Stare “al di qua” della cattedra non significa soltanto avere il potere (e la responsabilità) di insegnare qualcosa e valutarne l’apprendimento con un voto, significa soprattutto godere di un punto di vista costante sulle giovani generazioni, non sempre sufficientemente nitido e ampio, ma utile a farsi un’idea non solo di cosa e quanto imparino, ma di cosa e come pensino.

Così mi sono resa conto che, in particolare tra i 15 e i 18 anni, gli studenti – maschi in prevalenza – subiscono fortissimo il fascino dell’“autorità”, l’esigenza di regole chiare e severe (quasi mai quelle “istituzionali”, tra tutte famiglia e scuola, spesso percepite come perdenti) che indichino loro come comportarsi (in un’età in cui la loro personalità è ancora in divenire), ma che soprattutto puniscano esemplarmente chi non può o non vuole rispettarle.

VOCI:
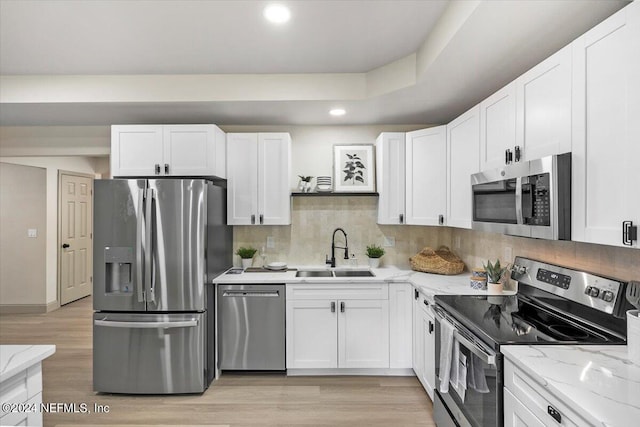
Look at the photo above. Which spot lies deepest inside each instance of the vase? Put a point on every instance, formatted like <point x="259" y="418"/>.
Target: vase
<point x="494" y="288"/>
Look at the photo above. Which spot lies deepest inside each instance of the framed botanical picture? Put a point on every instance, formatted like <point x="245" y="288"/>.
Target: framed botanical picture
<point x="354" y="168"/>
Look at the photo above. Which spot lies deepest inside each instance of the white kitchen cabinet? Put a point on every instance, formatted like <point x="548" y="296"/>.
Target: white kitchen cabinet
<point x="363" y="334"/>
<point x="337" y="326"/>
<point x="400" y="325"/>
<point x="543" y="107"/>
<point x="259" y="169"/>
<point x="426" y="171"/>
<point x="497" y="127"/>
<point x="606" y="129"/>
<point x="167" y="150"/>
<point x="529" y="404"/>
<point x="390" y="177"/>
<point x="463" y="160"/>
<point x="424" y="343"/>
<point x="312" y="334"/>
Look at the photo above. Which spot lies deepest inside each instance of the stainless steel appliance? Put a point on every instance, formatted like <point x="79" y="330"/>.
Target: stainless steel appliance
<point x="530" y="199"/>
<point x="252" y="327"/>
<point x="157" y="242"/>
<point x="554" y="305"/>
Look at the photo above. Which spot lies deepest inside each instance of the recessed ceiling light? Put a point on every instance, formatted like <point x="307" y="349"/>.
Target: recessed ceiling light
<point x="277" y="13"/>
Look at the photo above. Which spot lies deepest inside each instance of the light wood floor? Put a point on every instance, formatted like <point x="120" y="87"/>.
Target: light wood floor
<point x="233" y="400"/>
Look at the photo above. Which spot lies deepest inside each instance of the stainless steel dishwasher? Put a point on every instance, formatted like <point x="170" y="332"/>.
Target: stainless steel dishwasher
<point x="251" y="328"/>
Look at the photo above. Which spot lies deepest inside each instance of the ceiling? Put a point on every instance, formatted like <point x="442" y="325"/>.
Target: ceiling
<point x="386" y="62"/>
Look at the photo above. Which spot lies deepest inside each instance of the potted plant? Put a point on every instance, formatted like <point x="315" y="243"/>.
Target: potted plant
<point x="247" y="255"/>
<point x="494" y="276"/>
<point x="374" y="252"/>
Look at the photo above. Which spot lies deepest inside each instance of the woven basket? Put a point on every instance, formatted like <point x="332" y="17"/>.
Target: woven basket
<point x="440" y="261"/>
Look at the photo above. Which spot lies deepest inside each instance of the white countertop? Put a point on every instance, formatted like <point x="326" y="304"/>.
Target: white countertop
<point x="429" y="284"/>
<point x="599" y="380"/>
<point x="17" y="358"/>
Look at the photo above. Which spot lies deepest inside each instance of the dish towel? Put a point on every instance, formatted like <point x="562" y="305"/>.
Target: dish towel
<point x="446" y="350"/>
<point x="477" y="380"/>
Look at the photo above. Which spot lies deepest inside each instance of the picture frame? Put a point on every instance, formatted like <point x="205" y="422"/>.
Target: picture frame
<point x="354" y="168"/>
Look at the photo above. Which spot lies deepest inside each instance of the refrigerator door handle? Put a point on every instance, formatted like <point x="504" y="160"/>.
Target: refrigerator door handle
<point x="147" y="325"/>
<point x="139" y="270"/>
<point x="148" y="262"/>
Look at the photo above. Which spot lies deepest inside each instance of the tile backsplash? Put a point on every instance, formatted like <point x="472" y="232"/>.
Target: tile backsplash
<point x="308" y="240"/>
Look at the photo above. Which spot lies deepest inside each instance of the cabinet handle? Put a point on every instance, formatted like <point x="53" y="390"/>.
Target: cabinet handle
<point x="554" y="414"/>
<point x="629" y="233"/>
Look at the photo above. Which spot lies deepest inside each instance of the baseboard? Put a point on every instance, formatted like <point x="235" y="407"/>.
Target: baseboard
<point x="24" y="308"/>
<point x="398" y="372"/>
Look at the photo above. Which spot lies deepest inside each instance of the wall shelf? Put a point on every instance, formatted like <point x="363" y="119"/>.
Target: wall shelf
<point x="332" y="194"/>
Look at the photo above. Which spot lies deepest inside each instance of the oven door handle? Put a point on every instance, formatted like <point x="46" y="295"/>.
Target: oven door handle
<point x="489" y="359"/>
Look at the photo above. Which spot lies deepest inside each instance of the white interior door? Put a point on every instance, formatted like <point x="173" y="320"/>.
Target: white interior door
<point x="76" y="236"/>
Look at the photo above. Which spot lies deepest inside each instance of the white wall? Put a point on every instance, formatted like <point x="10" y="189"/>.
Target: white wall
<point x="53" y="165"/>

OBIETTIVO DICHIARATO 1:
Indica se ciascuna affermazione concorda con il brano, rispondendo sì o no e citando alla lettera le parole decisive: (a) gli studenti tra i 15 e i 18 anni subiscono il fascino dell'autorità; (b) le regole istituzionali, come quelle di famiglia e scuola, sono spesso percepite come vincenti; (c) il punto di vista di chi insegna sulle giovani generazioni è descritto come sempre nitido e ampio.
OBIETTIVO DICHIARATO 2:
Modifica il brano riscrivendo la parte che inizia con "Così mi sono" e termina con "non vuole rispettarle.", e sostituisci "severe" con "rigide".
Rispondi basandoti soltanto sul brano.

RISPOSTA COMPLETA 1:
(a) Sì: "in particolare tra i 15 e i 18 anni, gli studenti – maschi in prevalenza – subiscono fortissimo il fascino dell’“autorità”".
(b) No: "spesso percepite come perdenti".
(c) No: "non sempre sufficientemente nitido e ampio".

RISPOSTA COMPLETA 2:
Così mi sono resa conto che, in particolare tra i 15 e i 18 anni, gli studenti – maschi in prevalenza – subiscono fortissimo il fascino dell’“autorità”, l’esigenza di regole chiare e rigide (quasi mai quelle “istituzionali”, tra tutte famiglia e scuola, spesso percepite come perdenti) che indichino loro come comportarsi (in un’età in cui la loro personalità è ancora in divenire), ma che soprattutto puniscano esemplarmente chi non può o non vuole rispettarle.